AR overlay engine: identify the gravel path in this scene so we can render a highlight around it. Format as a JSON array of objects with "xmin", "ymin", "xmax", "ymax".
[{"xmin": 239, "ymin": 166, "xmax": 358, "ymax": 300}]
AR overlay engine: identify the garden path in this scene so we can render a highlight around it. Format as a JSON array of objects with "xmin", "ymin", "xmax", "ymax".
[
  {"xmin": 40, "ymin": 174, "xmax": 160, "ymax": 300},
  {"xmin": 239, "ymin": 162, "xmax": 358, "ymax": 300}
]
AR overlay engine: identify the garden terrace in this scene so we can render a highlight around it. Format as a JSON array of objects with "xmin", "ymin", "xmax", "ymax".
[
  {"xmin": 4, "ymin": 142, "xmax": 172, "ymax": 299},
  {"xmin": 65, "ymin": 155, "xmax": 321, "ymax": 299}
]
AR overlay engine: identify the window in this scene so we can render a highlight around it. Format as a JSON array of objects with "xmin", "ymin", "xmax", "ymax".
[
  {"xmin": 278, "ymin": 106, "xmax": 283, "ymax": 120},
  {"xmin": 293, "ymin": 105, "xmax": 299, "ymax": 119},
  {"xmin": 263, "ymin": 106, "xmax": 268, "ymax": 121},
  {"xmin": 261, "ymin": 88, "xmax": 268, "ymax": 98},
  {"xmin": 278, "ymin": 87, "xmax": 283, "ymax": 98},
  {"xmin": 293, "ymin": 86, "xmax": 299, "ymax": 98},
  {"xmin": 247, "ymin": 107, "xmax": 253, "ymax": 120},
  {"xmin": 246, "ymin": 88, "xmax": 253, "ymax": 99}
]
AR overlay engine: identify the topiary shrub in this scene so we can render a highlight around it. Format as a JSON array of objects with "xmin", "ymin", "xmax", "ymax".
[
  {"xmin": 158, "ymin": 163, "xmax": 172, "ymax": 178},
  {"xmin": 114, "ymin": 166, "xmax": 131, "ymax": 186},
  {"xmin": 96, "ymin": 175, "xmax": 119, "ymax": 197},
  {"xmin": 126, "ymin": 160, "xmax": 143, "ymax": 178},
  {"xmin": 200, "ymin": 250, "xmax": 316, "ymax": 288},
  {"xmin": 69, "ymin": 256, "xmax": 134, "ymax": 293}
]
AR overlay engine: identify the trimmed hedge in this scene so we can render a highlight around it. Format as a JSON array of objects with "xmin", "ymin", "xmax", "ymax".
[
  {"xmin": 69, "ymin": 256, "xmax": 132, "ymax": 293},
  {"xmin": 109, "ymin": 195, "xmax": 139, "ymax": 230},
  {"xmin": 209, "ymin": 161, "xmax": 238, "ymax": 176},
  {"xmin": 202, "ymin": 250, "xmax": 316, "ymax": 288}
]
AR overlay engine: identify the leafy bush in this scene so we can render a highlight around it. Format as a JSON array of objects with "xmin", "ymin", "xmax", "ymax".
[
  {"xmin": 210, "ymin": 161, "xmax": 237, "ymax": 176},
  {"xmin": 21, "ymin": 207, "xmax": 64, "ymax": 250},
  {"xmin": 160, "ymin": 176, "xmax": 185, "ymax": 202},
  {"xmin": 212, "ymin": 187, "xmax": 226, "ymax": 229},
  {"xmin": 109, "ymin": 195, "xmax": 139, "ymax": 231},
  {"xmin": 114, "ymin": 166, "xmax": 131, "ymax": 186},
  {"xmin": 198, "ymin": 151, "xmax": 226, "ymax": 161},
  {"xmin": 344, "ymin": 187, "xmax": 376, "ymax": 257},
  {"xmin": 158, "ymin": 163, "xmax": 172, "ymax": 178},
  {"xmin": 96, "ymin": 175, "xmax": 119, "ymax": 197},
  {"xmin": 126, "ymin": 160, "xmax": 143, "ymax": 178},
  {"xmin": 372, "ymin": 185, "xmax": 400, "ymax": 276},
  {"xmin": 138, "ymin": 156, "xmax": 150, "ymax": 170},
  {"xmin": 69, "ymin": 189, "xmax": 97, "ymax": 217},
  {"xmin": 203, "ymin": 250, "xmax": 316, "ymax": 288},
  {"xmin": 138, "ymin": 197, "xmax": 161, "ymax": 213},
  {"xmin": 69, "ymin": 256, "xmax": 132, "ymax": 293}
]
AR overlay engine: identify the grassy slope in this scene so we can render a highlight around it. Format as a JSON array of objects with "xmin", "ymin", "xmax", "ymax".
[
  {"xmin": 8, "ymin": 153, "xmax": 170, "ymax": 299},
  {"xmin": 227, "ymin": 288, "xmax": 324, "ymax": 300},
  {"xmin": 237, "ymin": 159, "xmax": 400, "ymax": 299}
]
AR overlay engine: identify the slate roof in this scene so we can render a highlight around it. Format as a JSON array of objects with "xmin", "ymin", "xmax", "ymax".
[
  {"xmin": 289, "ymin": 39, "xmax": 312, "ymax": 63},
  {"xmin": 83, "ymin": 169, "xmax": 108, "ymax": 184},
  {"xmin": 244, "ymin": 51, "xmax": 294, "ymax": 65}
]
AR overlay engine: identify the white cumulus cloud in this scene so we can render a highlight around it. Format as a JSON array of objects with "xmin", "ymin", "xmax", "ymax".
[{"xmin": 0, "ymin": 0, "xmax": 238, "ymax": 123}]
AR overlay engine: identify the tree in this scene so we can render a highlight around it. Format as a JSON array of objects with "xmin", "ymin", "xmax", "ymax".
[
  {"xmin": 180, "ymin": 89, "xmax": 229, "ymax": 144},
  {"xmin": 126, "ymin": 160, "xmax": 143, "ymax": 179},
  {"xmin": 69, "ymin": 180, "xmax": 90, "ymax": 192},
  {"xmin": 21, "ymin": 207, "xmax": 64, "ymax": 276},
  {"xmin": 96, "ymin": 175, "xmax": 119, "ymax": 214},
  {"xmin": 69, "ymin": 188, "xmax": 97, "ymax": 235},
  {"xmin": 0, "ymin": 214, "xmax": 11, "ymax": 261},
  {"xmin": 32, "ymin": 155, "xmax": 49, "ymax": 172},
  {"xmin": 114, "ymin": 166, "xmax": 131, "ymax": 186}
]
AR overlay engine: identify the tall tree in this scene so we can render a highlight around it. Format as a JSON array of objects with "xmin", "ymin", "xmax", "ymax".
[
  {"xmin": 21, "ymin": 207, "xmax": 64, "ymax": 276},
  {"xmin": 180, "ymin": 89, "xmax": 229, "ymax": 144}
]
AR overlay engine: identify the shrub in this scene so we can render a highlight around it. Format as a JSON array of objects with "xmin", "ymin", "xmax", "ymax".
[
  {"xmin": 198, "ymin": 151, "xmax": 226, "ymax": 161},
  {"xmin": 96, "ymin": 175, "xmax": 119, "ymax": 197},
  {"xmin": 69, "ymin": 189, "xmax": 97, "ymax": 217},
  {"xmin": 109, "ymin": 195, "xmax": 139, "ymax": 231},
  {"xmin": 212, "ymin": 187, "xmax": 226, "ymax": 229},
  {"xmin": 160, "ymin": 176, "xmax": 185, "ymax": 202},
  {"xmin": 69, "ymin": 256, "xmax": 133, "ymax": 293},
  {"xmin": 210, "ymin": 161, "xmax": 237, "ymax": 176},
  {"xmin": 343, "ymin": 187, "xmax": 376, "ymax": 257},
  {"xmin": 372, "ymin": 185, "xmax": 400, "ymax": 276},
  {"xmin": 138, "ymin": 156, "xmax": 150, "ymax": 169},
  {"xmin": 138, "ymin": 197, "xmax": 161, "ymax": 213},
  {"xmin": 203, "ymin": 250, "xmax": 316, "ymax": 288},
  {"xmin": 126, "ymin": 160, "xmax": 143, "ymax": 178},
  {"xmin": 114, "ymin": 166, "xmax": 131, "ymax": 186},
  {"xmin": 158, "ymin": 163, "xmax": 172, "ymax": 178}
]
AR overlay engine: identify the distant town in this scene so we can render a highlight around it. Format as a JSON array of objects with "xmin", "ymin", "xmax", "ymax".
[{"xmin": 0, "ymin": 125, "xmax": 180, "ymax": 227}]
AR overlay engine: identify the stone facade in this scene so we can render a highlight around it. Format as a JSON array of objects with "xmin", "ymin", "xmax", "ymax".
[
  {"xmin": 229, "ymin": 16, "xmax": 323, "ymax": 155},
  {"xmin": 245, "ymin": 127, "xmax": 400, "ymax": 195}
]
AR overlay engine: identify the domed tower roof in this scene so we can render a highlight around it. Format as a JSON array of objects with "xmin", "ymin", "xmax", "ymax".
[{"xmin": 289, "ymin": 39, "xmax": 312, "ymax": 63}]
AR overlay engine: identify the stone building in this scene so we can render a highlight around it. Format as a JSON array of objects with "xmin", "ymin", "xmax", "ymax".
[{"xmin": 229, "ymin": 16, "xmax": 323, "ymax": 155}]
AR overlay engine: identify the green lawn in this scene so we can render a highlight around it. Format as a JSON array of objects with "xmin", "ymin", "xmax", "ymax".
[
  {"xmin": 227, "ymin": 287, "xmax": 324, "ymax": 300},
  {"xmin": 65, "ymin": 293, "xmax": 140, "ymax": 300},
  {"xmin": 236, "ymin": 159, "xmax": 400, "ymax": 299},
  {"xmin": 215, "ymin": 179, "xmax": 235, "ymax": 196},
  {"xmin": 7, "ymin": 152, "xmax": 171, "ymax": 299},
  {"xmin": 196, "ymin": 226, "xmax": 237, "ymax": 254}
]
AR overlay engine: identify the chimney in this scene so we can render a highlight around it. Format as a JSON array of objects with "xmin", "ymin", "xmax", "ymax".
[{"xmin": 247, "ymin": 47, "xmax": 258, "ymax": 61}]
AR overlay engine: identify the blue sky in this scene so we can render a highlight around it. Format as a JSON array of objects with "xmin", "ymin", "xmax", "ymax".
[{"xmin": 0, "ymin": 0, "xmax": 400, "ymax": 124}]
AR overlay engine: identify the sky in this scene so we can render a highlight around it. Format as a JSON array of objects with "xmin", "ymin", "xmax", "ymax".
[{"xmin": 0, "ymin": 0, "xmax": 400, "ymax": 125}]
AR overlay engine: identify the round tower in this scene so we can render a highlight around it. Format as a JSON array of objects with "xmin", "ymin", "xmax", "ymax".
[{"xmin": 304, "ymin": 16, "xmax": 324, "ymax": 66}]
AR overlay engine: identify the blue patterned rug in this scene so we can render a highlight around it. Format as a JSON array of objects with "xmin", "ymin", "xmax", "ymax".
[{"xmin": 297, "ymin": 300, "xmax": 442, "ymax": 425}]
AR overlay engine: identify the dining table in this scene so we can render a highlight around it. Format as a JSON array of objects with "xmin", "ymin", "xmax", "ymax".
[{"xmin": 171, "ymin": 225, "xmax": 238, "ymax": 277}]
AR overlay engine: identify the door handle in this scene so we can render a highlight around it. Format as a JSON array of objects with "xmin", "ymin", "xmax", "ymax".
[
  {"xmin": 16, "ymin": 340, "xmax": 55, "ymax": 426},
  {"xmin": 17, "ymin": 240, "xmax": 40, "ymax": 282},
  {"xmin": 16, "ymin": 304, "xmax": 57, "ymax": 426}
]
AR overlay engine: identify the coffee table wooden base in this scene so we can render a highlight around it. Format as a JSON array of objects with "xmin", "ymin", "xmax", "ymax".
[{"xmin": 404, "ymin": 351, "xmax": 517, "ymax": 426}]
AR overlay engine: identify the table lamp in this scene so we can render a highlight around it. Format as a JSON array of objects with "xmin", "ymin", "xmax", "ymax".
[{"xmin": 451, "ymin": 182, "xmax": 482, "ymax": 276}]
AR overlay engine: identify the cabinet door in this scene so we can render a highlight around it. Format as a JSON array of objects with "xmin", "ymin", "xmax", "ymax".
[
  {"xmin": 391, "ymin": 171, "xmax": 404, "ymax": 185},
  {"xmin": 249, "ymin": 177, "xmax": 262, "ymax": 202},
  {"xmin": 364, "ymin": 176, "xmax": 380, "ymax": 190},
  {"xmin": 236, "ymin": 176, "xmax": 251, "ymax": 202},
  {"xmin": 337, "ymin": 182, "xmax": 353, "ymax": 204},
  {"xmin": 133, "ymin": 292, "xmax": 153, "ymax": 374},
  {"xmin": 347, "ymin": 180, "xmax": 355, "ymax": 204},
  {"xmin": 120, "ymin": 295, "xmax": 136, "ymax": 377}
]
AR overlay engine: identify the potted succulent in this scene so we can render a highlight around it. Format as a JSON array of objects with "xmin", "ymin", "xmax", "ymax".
━━━━━━━━━━━━━━━━━━━━
# [Direction]
Count the lines in the items above that contain the word "stone". Reply with that number alone.

# [Output for this task]
2